● WHAT IS BEING ASKED
Return every line from the one with "Target: white plastic casing" through the one with "Find — the blue ethernet", inclusive, exactly as it appears below.

Region pointing data:
++++

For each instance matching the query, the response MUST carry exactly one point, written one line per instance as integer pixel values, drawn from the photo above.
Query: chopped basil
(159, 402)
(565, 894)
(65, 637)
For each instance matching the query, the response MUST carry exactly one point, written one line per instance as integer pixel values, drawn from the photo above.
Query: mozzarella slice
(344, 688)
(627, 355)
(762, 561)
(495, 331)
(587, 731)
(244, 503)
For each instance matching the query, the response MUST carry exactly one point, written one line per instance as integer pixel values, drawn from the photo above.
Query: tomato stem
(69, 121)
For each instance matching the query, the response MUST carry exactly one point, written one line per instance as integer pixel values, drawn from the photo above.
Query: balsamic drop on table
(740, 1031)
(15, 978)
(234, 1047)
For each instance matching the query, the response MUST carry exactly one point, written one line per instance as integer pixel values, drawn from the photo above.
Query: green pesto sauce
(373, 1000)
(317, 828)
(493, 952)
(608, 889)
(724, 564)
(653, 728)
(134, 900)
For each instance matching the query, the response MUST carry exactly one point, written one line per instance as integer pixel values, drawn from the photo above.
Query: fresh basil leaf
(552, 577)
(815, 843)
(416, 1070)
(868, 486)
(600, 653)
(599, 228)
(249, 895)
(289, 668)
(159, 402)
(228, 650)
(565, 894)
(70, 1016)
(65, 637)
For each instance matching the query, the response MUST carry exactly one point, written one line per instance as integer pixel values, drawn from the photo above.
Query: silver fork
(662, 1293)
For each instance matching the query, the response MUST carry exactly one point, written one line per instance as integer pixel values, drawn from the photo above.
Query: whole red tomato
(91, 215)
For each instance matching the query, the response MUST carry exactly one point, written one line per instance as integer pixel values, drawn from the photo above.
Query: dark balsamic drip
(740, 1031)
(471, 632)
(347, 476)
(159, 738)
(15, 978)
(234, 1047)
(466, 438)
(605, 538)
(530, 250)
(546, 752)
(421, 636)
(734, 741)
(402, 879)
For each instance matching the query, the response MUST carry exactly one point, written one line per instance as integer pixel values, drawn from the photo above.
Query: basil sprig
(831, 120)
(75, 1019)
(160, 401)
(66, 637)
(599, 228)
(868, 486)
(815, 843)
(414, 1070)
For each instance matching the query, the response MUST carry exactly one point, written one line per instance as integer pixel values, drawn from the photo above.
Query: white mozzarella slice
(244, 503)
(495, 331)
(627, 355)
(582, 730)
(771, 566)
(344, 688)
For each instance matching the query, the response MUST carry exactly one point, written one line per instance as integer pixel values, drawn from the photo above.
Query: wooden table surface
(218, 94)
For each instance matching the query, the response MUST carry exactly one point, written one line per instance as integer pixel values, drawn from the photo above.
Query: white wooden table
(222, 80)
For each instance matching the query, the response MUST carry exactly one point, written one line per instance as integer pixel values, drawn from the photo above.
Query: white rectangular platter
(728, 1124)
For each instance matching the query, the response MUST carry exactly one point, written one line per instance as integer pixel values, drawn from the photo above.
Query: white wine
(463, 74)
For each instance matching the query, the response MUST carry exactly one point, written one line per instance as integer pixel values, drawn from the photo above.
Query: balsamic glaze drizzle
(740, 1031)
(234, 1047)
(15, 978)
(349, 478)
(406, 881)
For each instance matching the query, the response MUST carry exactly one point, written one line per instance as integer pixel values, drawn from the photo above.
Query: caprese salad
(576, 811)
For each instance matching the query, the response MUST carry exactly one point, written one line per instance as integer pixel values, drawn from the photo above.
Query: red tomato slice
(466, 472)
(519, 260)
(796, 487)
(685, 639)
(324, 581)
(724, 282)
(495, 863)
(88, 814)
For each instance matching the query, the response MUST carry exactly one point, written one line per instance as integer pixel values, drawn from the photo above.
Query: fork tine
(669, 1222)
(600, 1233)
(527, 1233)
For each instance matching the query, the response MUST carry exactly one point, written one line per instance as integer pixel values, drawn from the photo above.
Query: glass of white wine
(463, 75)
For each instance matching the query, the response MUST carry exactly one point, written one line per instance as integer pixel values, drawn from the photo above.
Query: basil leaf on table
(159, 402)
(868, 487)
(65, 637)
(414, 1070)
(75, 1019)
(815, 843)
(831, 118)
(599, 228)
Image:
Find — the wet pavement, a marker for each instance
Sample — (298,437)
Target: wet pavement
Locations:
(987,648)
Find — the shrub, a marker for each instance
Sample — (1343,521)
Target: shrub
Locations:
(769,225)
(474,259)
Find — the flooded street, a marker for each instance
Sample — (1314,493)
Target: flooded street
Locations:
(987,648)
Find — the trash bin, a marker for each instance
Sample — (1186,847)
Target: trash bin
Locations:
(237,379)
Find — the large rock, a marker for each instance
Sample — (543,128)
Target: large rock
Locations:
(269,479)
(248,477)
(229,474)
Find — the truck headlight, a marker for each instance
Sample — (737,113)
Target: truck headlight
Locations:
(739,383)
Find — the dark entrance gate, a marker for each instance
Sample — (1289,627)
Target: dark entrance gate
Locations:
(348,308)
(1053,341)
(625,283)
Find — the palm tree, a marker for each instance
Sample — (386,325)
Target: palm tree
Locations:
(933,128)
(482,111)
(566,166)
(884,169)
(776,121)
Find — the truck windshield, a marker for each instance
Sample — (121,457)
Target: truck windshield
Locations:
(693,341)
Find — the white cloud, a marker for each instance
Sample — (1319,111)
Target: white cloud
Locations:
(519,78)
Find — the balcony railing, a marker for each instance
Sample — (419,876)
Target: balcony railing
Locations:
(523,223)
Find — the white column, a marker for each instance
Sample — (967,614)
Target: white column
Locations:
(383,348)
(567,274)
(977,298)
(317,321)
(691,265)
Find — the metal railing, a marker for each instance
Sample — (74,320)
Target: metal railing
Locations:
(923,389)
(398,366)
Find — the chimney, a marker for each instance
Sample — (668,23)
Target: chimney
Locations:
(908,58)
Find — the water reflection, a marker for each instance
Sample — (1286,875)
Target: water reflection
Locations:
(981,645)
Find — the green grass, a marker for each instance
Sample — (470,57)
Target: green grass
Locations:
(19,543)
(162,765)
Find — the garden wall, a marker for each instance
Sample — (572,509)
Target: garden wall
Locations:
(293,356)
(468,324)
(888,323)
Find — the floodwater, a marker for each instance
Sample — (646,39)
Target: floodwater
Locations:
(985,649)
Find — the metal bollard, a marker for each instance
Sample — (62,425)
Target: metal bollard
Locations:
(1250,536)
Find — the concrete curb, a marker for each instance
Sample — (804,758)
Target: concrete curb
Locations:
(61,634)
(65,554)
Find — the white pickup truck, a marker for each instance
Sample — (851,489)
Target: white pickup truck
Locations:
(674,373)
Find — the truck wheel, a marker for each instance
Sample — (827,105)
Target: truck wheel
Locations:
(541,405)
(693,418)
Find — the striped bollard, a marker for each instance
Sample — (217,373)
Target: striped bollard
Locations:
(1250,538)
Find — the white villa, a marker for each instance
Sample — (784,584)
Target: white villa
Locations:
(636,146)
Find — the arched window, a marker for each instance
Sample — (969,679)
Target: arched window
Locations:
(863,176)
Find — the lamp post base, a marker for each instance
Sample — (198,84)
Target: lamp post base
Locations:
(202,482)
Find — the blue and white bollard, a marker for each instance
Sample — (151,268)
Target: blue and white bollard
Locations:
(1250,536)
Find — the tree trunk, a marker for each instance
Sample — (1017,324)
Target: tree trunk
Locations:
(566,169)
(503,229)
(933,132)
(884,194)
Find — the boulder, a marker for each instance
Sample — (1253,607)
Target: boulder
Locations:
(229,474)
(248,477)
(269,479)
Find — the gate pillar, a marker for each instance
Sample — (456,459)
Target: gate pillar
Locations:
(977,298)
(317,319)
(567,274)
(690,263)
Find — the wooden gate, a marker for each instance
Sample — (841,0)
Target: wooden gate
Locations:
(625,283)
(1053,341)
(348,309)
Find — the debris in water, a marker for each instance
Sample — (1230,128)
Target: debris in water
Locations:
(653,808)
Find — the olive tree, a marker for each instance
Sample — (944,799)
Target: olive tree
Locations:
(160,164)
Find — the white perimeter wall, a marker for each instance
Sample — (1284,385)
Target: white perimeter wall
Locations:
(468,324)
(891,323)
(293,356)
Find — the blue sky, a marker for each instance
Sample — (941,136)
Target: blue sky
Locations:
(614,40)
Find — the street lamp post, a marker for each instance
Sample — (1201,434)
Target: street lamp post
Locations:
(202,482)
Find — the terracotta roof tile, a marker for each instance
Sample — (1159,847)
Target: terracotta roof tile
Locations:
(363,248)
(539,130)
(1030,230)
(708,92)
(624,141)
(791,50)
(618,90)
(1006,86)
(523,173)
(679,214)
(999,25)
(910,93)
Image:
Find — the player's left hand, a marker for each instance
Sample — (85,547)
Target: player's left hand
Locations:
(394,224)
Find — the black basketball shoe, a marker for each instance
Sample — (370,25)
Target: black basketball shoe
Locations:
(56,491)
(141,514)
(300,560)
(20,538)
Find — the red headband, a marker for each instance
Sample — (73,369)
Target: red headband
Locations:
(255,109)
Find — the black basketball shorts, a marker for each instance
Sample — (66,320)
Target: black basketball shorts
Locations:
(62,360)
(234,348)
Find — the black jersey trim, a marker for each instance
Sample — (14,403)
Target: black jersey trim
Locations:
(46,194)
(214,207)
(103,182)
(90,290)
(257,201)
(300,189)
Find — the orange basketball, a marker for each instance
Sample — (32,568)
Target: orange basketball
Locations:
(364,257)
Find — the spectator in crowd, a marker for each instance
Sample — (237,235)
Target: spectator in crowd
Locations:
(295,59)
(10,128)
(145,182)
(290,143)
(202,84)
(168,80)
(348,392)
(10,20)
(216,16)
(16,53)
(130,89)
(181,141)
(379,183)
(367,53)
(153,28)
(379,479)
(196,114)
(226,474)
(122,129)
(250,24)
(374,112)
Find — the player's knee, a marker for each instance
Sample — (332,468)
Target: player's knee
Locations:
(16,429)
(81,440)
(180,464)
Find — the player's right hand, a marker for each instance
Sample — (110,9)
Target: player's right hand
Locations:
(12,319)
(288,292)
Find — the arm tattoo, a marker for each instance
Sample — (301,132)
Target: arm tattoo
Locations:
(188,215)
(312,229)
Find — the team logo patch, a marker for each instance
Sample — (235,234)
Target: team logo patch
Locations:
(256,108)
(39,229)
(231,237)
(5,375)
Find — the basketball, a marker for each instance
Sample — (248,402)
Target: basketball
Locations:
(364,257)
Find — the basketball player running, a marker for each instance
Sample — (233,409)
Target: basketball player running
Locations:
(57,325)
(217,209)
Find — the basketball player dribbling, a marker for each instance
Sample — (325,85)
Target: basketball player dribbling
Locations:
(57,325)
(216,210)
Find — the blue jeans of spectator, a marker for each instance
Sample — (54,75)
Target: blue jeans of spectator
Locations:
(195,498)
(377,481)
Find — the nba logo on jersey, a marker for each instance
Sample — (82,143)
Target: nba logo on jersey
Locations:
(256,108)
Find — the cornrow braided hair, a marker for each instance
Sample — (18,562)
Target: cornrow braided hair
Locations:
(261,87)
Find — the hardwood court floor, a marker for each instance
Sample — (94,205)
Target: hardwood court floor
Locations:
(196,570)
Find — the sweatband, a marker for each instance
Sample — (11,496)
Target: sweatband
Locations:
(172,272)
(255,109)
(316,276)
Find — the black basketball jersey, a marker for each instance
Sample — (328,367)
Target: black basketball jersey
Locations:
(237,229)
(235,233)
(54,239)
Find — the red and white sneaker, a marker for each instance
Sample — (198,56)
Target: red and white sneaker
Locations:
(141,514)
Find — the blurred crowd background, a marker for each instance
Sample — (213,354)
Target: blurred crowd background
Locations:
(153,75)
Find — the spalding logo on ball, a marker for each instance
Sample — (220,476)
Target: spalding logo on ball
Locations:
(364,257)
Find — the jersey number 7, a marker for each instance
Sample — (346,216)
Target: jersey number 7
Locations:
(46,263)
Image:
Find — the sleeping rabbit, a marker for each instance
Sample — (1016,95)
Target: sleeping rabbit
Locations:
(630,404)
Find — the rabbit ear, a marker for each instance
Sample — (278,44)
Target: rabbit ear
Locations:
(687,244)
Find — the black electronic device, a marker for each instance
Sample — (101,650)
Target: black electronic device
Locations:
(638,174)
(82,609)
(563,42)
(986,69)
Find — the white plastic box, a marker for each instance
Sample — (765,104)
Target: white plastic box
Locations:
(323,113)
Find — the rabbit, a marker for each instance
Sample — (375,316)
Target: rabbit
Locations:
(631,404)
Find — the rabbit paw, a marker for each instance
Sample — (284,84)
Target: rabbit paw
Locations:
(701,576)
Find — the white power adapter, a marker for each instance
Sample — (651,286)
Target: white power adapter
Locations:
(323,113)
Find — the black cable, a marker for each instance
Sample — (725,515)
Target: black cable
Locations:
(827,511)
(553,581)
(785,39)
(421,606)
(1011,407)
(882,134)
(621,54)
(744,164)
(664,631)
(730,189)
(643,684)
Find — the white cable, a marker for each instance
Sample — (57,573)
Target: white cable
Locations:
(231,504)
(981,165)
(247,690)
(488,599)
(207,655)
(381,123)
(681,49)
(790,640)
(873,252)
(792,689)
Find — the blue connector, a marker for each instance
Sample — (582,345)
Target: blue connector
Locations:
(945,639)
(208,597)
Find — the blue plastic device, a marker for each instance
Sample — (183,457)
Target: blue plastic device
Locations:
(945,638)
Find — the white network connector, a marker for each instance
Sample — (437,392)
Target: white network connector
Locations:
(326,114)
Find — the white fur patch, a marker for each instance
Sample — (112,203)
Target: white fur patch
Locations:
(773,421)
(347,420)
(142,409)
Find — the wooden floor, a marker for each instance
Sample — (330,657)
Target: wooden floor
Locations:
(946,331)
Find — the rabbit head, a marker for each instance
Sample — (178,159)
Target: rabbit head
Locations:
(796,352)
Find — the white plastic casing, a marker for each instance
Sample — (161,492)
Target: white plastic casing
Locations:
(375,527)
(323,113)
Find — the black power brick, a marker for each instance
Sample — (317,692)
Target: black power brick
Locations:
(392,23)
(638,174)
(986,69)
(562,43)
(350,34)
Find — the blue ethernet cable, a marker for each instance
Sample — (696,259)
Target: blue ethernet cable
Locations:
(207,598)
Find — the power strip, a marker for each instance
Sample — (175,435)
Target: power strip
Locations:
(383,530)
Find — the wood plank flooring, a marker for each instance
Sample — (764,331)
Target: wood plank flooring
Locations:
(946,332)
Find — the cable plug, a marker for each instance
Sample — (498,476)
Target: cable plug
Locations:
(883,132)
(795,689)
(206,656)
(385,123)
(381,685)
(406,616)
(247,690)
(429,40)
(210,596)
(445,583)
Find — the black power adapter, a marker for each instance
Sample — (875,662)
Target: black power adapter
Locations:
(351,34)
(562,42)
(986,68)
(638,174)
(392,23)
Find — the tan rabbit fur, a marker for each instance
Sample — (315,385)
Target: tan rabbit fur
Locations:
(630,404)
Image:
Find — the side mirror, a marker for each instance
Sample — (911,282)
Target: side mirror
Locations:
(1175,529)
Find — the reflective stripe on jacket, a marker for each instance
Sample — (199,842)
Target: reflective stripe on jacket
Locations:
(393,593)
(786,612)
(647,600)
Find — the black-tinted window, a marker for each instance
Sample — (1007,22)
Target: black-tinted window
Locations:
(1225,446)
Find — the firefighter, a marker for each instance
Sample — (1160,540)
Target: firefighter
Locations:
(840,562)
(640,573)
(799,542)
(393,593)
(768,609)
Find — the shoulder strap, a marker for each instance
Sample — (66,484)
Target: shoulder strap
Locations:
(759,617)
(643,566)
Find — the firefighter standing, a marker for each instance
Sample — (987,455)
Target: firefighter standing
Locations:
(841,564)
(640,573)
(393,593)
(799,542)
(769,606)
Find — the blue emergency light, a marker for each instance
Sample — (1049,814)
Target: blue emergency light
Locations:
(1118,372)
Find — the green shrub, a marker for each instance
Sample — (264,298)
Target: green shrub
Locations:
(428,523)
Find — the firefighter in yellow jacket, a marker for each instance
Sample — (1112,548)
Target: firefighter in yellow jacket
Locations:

++++

● THE ANSWER
Target: white plastic casing
Locations:
(375,527)
(323,113)
Find — the black power brick, a marker for each instance
Sample — (317,692)
Target: black power brick
Locations:
(392,23)
(638,174)
(986,69)
(562,43)
(350,34)
Find — the blue ethernet cable, a marker for each instance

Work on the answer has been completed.